Extract the entries in their exact form.
(MATERIAL PROVIDED Opens)
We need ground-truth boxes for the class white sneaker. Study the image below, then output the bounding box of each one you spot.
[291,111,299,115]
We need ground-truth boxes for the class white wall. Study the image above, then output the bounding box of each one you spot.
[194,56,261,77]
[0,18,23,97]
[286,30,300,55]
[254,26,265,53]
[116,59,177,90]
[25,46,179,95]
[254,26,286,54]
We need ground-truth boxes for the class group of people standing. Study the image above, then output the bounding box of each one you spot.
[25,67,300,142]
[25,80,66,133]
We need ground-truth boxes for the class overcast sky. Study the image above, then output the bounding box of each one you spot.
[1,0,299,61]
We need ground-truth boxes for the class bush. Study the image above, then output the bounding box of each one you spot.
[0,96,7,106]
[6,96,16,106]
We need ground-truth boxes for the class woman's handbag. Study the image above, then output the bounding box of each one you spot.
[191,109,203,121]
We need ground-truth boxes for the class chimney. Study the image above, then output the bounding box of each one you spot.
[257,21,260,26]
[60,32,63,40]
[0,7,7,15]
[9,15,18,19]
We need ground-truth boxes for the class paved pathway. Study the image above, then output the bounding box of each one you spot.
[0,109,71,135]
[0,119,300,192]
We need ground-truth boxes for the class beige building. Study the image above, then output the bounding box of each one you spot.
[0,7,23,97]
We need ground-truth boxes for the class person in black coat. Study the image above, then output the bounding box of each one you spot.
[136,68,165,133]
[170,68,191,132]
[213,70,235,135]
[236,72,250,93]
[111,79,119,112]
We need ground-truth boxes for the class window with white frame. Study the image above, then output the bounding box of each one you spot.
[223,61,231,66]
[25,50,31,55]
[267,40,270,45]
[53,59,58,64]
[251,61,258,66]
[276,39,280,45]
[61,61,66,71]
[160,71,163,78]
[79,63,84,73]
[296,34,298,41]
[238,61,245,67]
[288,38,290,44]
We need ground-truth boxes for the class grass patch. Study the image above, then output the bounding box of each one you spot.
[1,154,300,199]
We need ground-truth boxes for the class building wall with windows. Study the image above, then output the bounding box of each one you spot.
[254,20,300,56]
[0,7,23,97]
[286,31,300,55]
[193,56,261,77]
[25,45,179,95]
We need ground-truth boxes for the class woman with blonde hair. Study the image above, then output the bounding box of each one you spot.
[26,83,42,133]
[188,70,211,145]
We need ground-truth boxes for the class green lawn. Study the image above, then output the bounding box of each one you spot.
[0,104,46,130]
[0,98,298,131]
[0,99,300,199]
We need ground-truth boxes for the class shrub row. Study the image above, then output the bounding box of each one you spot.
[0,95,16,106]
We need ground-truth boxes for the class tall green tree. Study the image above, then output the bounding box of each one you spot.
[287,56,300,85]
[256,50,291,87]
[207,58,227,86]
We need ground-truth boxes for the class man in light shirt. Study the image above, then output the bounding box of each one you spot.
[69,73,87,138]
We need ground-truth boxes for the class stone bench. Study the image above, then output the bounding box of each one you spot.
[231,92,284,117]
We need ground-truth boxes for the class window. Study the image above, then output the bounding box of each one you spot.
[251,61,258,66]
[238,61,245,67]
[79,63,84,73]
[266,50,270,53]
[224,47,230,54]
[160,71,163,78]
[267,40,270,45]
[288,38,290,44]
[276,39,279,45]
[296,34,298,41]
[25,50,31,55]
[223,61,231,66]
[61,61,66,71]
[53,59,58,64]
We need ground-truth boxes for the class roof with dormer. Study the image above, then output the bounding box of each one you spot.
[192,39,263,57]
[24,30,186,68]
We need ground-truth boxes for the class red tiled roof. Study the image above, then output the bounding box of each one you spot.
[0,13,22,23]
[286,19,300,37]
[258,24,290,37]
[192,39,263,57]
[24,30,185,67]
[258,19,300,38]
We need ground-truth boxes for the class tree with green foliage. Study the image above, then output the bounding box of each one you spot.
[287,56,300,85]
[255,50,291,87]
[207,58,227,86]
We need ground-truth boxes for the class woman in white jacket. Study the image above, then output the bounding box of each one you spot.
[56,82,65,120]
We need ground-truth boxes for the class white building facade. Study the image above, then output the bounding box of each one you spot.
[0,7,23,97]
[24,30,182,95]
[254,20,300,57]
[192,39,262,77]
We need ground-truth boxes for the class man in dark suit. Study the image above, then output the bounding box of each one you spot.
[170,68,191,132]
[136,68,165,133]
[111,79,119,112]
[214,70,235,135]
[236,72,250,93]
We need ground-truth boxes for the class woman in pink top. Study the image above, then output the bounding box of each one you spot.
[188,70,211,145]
(MATERIAL PROVIDED Closes)
EXERCISE RESPONSE
We need ground-truth boxes for the class white sneaker. Study the image below, then output the bounding box of each one you spot.
[291,111,299,115]
We need ground-truth boxes for the class white wall. Study the image above, then output the bounding box of each one you spot.
[194,56,261,77]
[0,18,23,97]
[286,30,300,55]
[254,26,265,53]
[116,59,177,90]
[25,46,179,95]
[254,26,286,54]
We need ground-truth boxes for the class group of people standing. Study the image above, then output the bounding box of each one you spot.
[25,67,300,142]
[25,80,66,133]
We need ground-truth boxes for the class overcast sky. Study the image above, then output the bounding box of each one you spot.
[1,0,299,61]
We need ground-truth boxes for the class bush. Study the image above, then output the bounding box of each one you spot.
[0,96,7,106]
[6,96,16,106]
We need ground-truth boxes for the class woman's handbag. Study the image above, then output the bounding box of each one you spot.
[191,109,203,121]
We need ground-truth boxes for the class chimney. Study the image above, then output the bounding box of each one you spot.
[257,21,260,26]
[60,32,63,40]
[0,7,7,15]
[9,15,18,19]
We need ground-truth boxes for the class paved pathway. Study the image above, then output the bounding box of each one you spot.
[0,109,71,135]
[0,119,300,192]
We need ground-truth boxes for the class beige building. Study the image above, then output the bounding box of each one you spot.
[0,7,23,97]
We need ground-truth boxes for the class person in black coat. Study the image above, then output the bounding box of each one you spot.
[136,68,165,133]
[170,68,191,132]
[213,70,235,135]
[236,72,250,93]
[111,79,119,112]
We need ground-truth boxes for the class window with white frame. Study the image above, then output the bounding box of each one you spot.
[223,61,231,66]
[25,50,31,55]
[267,40,270,45]
[53,59,58,64]
[251,61,258,66]
[276,39,280,45]
[61,61,66,71]
[160,71,163,78]
[79,63,84,73]
[296,34,298,41]
[238,61,245,67]
[288,38,290,44]
We need ground-truth boxes for the class grass patch. Study the image above, then output the bounding box of each one you spot.
[1,154,300,199]
We need ground-truth boxes for the class building wall with windows. Study the image above, then output the bounding box of each one you spot.
[254,20,300,56]
[0,7,23,97]
[286,31,300,55]
[193,56,261,77]
[25,45,179,95]
We need ground-truth boxes for the class woman with blonde hair. Study the image above, then output the bounding box of each one you spot.
[26,83,42,133]
[188,70,211,145]
We need ground-truth boxes for the class green lawn. Study the image above, then output the bounding box of each one you spot.
[0,104,46,130]
[0,98,298,131]
[0,99,300,199]
We need ground-truth boxes for the class shrub row. Study the image above, then output the bounding box of each one you spot.
[0,95,16,106]
We need ground-truth boxes for the class tall green tree. Study the image above, then output the bounding box of each one you spot.
[287,56,300,85]
[256,50,291,87]
[207,58,227,86]
We need ground-truth boxes for the class man in light shirt. Study the image above, then output the bounding box of each one you spot.
[69,73,87,138]
We need ground-truth boxes for the class stone bench. Study the image above, then output the bounding box of each one you spot.
[231,92,284,117]
We need ground-truth boxes for the class window. Study the image above, then output the bounding box of each one you spot.
[251,61,258,66]
[238,61,245,67]
[79,63,84,73]
[266,50,270,53]
[224,47,230,54]
[160,71,163,78]
[267,40,270,45]
[288,38,290,44]
[276,39,279,45]
[296,34,298,41]
[25,50,31,55]
[223,61,231,66]
[61,61,66,71]
[53,59,58,64]
We need ground-truth boxes for the class roof with dormer. Study the image above, then output the bounding box of each one you spot.
[192,39,263,57]
[24,30,186,68]
We need ground-truth boxes for the class red tiled roof. Study the image above, then output the bounding box of each one you spot.
[0,13,22,23]
[286,19,300,37]
[258,24,290,37]
[192,39,263,57]
[24,30,185,67]
[258,19,300,38]
We need ground-truth boxes for the class tree with green foliage. Study the image above, then output the bounding box of each one you spot.
[287,56,300,85]
[255,50,291,87]
[207,58,227,86]
We need ground-truth boxes for the class woman in white jacket. Study the image above, then output the bounding box of each one you spot.
[56,82,65,120]
We need ground-truth boxes for the class white building facade. Study the image above, then output the bounding box of each one you spot.
[0,7,23,97]
[24,30,182,95]
[254,20,300,57]
[192,39,262,77]
We need ground-truth boxes for the class man in dark suit. Study the image above, then output the bounding box of each one you spot.
[170,68,191,132]
[136,68,165,133]
[111,79,119,112]
[214,70,235,135]
[236,72,250,93]
We need ground-truth boxes for the class woman in pink top. Study the image above, then output the bounding box of each one you spot.
[188,70,211,145]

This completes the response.